Lip position versus tongue position. If speakers use motor equivalent strategies there should be a positive correlation. Each subplot shows the results for one speaker. The abscissa gives results for horizontal upper lip position in cm, the ordinate gives results of the horizontal tongue tip position in cm. Lower values refer to more advanced positions. Numbers in different grey shades refer to the session in which the production was recorded (1: session 1np, no perturbation, no masking, 2: session 2wp, perturbed, with masking, 3: session 3pe, perturbed, no masking, 4: session 4pe, perturbed, no masking, 5: session 5pe, perturbed, no masking, 6: session 6np, no perturbation, no masking). Straight lines show regression.
Correlation between articulatory and acoustic parameters.
First column: speaker, second column: correlation coefficients and p-values for relation between tongue position and lip position, third column: relation between lip position and coefficient 2, fourth column: relation between tongue position and coefficient 2, last column: number of repetitions taken into account.
3.2 Relationship between lip and DCT-coefficient 2
Figure 3 shows the lip position on the abscissa and the DCT-coefficient 2 on the ordinate. Table 2 (third column) gives the results for the correlation between lip position and coefficient 2. No correlation between these two parameters would be in line with the motor equivalence hypothesis. A negative correlation would mean that there was more energy in the lower frequencies if there was more lip protrusion (and thus a longer front cavity). This would suggest that there is no motor equivalence. A positive correlation would mean that there was more energy in the lower frequencies if there was less protrusion. This is only possible if, at the same time, the tongue was retracted.
As Figure 2 but for lip position vs. DCT-coefficient 2.

## RECORD EXTRACTS

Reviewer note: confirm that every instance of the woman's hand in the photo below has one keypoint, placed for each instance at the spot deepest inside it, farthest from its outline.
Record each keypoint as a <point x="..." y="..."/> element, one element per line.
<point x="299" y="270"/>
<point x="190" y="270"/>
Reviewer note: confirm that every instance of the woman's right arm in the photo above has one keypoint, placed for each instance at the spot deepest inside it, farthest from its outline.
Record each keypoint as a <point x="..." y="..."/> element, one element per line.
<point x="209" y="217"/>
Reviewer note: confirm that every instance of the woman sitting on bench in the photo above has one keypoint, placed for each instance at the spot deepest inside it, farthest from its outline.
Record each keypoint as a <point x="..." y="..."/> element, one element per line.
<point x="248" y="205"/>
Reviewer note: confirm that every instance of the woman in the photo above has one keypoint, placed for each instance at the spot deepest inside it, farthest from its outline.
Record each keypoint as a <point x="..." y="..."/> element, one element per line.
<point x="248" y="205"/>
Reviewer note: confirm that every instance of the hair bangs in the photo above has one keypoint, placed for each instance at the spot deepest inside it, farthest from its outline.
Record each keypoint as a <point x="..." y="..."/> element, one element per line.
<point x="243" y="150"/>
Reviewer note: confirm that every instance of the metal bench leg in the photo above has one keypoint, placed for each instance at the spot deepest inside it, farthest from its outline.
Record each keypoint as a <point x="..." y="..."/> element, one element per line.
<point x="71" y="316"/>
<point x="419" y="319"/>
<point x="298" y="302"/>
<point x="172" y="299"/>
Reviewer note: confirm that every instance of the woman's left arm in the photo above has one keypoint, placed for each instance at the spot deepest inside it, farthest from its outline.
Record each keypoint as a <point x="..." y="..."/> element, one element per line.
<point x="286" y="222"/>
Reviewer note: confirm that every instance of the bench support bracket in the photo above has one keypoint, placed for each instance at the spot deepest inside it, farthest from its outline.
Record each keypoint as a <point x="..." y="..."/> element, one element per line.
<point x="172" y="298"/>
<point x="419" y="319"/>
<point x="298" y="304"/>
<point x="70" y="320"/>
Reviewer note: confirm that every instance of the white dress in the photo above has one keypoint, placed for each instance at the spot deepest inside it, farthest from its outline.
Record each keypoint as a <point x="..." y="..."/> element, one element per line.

## GIVEN TASK
In the excerpt on lip and tongue position, what do lower values on the position axes indicate?

## OUTPUT OF THE TASK
Lower values refer to more advanced positions.